* [PROVIDED DATA]:

--- Begin ---

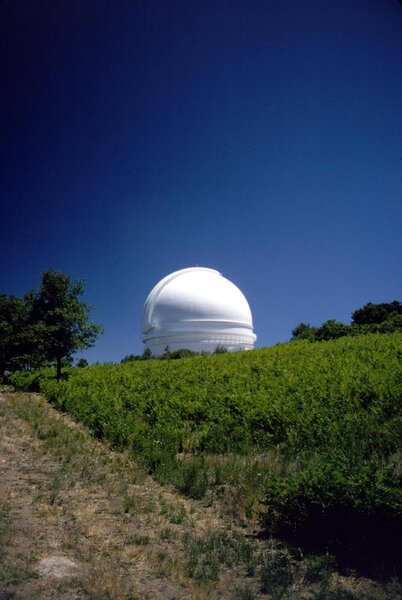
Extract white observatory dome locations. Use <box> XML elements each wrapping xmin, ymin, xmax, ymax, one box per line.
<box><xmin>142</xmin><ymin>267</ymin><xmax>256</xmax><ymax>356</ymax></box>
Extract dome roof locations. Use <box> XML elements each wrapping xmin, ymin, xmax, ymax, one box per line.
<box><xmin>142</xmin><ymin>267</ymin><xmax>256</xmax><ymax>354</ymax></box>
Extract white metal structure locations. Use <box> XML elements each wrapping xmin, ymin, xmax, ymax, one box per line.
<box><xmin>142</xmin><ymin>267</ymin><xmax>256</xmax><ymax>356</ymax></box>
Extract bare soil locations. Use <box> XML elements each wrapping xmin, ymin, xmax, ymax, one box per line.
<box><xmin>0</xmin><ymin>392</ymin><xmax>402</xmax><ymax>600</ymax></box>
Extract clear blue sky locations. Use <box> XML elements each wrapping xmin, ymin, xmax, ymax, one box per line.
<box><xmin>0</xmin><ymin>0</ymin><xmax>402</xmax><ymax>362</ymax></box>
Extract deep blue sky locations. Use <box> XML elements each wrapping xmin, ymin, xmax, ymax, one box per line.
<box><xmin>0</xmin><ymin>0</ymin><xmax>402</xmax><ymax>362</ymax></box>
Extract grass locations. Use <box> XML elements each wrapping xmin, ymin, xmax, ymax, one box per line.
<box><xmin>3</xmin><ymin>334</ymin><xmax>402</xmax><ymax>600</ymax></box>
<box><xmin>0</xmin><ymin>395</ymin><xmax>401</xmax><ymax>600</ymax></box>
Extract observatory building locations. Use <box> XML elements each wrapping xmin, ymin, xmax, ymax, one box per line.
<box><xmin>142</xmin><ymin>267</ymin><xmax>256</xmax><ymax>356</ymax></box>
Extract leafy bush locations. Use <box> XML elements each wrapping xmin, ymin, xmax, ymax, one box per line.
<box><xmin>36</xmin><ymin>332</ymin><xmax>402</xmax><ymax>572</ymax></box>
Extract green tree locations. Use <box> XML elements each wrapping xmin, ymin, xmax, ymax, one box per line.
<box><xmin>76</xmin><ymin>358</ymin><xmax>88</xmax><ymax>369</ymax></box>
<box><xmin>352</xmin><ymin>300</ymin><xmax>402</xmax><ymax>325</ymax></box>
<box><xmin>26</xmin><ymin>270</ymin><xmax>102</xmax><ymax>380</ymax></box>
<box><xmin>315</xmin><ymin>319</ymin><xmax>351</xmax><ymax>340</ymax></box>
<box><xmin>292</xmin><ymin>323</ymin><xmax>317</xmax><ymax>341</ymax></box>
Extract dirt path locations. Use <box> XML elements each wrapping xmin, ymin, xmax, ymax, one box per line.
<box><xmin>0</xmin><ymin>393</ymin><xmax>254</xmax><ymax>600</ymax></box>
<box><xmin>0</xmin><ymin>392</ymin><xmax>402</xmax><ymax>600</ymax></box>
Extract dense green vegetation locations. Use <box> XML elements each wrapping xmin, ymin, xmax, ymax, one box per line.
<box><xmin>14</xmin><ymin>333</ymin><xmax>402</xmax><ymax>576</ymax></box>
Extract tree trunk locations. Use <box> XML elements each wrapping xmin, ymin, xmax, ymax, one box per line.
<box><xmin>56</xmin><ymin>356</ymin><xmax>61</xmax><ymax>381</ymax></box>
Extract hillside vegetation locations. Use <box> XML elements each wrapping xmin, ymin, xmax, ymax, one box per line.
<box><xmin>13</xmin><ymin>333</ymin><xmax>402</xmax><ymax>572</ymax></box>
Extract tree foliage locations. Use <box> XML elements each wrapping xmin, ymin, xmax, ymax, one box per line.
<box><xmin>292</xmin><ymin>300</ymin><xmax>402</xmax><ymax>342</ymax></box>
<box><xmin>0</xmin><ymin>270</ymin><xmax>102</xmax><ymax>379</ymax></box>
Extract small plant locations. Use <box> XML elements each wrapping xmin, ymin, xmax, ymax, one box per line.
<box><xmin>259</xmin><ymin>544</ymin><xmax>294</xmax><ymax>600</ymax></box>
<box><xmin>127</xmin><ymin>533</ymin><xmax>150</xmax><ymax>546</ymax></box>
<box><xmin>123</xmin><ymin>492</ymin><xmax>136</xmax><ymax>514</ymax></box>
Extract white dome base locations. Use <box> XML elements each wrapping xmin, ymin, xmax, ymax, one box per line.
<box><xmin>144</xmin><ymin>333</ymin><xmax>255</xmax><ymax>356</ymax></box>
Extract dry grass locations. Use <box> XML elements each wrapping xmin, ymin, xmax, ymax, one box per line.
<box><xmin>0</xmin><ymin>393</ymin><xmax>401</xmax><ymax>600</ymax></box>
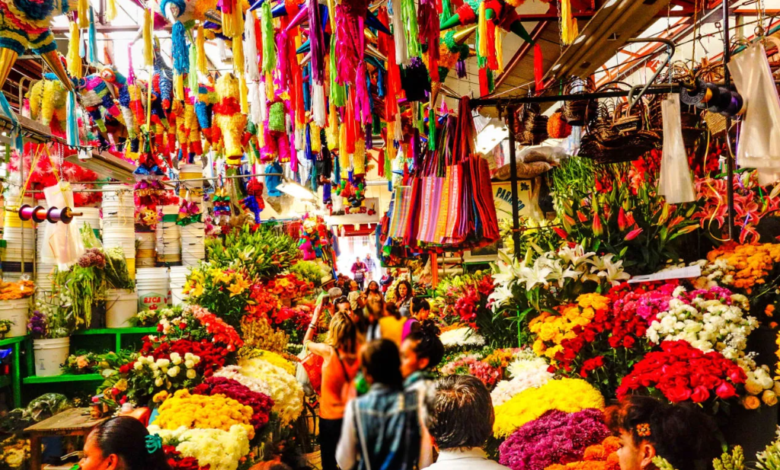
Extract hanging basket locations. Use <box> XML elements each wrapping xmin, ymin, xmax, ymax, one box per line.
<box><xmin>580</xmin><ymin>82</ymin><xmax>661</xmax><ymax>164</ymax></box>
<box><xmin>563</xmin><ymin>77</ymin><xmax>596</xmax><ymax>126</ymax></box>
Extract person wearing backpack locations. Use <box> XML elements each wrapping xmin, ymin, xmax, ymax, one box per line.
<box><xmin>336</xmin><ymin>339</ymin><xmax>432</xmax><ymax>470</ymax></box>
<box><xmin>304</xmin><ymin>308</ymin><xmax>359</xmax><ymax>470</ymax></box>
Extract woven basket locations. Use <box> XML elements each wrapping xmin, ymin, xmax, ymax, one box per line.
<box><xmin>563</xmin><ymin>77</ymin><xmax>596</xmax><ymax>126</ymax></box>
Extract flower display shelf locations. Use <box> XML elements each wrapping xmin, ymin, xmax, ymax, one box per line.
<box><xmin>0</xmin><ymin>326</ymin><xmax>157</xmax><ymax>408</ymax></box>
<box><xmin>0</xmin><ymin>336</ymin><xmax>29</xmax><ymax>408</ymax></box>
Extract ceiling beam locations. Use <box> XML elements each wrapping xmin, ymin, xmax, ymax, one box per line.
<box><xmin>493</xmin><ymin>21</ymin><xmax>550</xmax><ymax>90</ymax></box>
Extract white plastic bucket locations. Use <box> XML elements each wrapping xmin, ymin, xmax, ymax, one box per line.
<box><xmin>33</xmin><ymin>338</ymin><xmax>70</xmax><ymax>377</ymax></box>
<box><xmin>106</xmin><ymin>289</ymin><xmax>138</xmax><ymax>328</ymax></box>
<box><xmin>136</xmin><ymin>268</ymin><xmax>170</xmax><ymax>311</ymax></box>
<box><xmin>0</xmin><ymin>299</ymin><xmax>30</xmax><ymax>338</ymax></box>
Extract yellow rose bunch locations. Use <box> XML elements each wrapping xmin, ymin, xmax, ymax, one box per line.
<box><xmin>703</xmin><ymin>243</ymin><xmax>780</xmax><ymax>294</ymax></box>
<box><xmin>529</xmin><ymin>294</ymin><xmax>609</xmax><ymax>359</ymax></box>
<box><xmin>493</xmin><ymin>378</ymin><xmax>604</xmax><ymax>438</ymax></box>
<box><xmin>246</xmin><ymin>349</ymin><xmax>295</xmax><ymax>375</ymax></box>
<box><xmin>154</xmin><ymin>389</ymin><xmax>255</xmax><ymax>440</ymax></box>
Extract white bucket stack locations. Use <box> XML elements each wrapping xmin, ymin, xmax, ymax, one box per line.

--- End ---

* [WHAT THE TASK REQUIRES]: Locate every line in the items that contains the word "observatory" and copy each such line.

* [FULL RESPONSE]:
Extract white observatory dome locations. Use <box> XML elements each wrapping xmin, ymin, xmax, ymax, one box per line.
Extract observatory building locations. Use <box> XML elements each wrapping xmin, ymin, xmax, ymax, one box per line.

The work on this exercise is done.